Stored data:

[BEGIN]

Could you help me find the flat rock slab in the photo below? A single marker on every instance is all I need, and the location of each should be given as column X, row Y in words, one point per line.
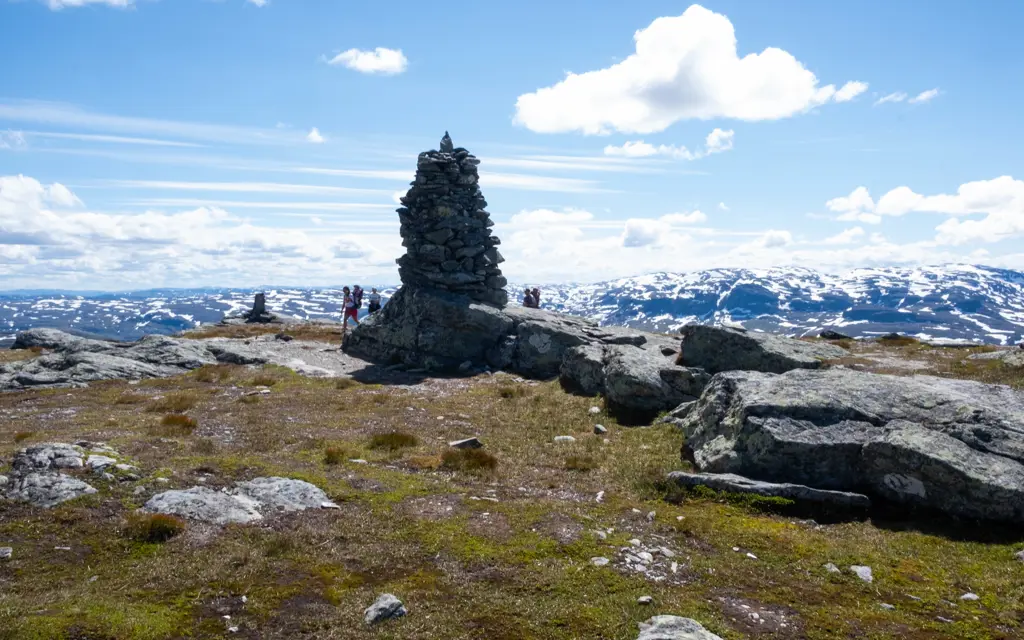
column 738, row 484
column 206, row 505
column 723, row 348
column 246, row 502
column 74, row 361
column 674, row 628
column 283, row 495
column 949, row 444
column 47, row 489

[END]

SET PROBLEM: Arrange all of the data above as a JSON list of strings, with one string per line and blank lines omitted. Leave the pictures out of the list.

RESULT FOR THIS EXERCISE:
[
  "Could you help me find the flat rock slab in the photo below? A single marker on every instance is all I need, and the location of each should be given as column X, row Y in words, one point per line.",
  "column 738, row 484",
  "column 206, row 505",
  "column 723, row 348",
  "column 246, row 502",
  "column 74, row 361",
  "column 674, row 628",
  "column 283, row 495",
  "column 949, row 444",
  "column 47, row 489"
]